_Consigne_: Recopiez fidèlement le passage du texte ci-dessous sur Beau Brummell, en commençant à « Son vrai nom, c’tait » et en terminant à « c’tait d’la marde.) ».

_Extrait à étudier_:

C’est la fête de Beau Brummell aujourd’hui! Mais c’tait qui, don lui?

Vous avez sûrement djà entendu son nom, ch’peux pas crère. Moé j’sais, entécas, que la mére à Mononc’Poêle a dit ça, un « Beau Brummell ». Pis Mémère Poêle aussi. Depuis plus que 200 ans, c’t’un synonyme de beauté pis d’élégance masculine, tellement que tout le monde utilisait sa face pis son nom pour annoncer leux produits :

Son vrai nom, c’tait George Bryan Brummell. Le surnom de « Beau », ça allait v’nir plus tard.

Y’est né en 1778, riche, mais pas top riche. Son pére était le secrétaire privé du premier ministre du Royaume-Uni.

Y’a reçu une bonne éducation, en premier à Eton College, pis après à Oxford. À’mort de son pére, le futur Beau avait 16 ans, pis y’a hérité d’un ptit motton. Pas assez pour faire la grosse vie sale pis arcevoir des duchesses dans son salon, mais assez pour s’acheter un poste dans l’régiment parsonnel du prince de Galles. (Parce que c’est d’même que ça marchait dans l’temps – plus t’étais riche, plus tu pouvait t’acheter un gros rang, faique même si t’étais un gros cave, tu pouvais payer pis monter assez haut pour que ton incompétence fasse tuer plein d’monde. D’ailleurs, y’ont aboli c’te système-là en 1871 parce qu’y ont ben vu que c’tait d’la marde.)

Pis l’régiment parsonnel du prince, le futur roi Georges IV, c’tait pas un choix au hasard. Pour se faire ouvrir les portes d’la haute société, not’Beau avait ben l’intention de s’faire armarquer par le prince en misant su sa maudite grand yeule, son sens de l’humour, son charisme pis son style d’enfer. D’ailleurs, c’tait quoi son style, exactement?

Pour vous donner une idée, avant Beau, les hommes s’habillaient de même :

Allez voir Bloshka! C’est une super source pour voir le linge de différentes époques!

Pis là, Beau est arrivé, pis tout l’monde s’est mis à l’copier :

Ça y prenait cinq heures à toué’s matins pour s’arranger pour pas avoir l’air de s’être arrangé. Faut l’faire, pareil. C’est pas pour arien qu’on l’appelle « le pére du dandyisme »!

Mais être un dandy, c’est pas yinque être ben greyé. C’est aussi avoir une astie d’attitude de frais-chié, passer son temps à insulter tout l’monde comme si tu t’en rendais même pas compte pis faire semblant de se crisser de toute. Pis Beau, c’tait l’champion de t’ça.

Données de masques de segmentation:
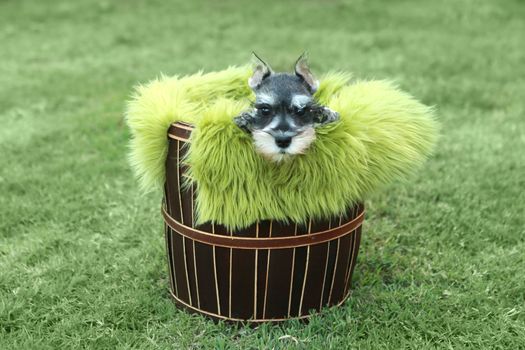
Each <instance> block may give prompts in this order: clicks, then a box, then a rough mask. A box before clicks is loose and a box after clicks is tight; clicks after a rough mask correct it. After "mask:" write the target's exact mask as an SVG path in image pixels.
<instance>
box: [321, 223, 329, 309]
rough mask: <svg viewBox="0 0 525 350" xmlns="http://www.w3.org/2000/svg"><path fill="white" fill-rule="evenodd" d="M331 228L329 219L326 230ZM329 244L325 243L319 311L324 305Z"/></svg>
mask: <svg viewBox="0 0 525 350" xmlns="http://www.w3.org/2000/svg"><path fill="white" fill-rule="evenodd" d="M331 228H332V219H331V218H330V219H329V221H328V229H331ZM330 244H331V242H326V260H325V263H324V273H323V285H322V287H321V298H319V310H321V309H322V308H323V304H324V301H323V300H324V290H325V286H326V277H327V272H328V260H329V258H330Z"/></svg>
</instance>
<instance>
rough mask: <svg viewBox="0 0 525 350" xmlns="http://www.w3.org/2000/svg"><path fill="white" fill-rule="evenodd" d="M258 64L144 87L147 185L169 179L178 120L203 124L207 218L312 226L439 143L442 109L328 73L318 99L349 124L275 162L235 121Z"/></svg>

_Réponse attendue_:
Son vrai nom, c’tait George Bryan Brummell. Le surnom de « Beau », ça allait v’nir plus tard.

Y’est né en 1778, riche, mais pas top riche. Son pére était le secrétaire privé du premier ministre du Royaume-Uni.

Y’a reçu une bonne éducation, en premier à Eton College, pis après à Oxford. À’mort de son pére, le futur Beau avait 16 ans, pis y’a hérité d’un ptit motton. Pas assez pour faire la grosse vie sale pis arcevoir des duchesses dans son salon, mais assez pour s’acheter un poste dans l’régiment parsonnel du prince de Galles. (Parce que c’est d’même que ça marchait dans l’temps – plus t’étais riche, plus tu pouvait t’acheter un gros rang, faique même si t’étais un gros cave, tu pouvais payer pis monter assez haut pour que ton incompétence fasse tuer plein d’monde. D’ailleurs, y’ont aboli c’te système-là en 1871 parce qu’y ont ben vu que c’tait d’la marde.)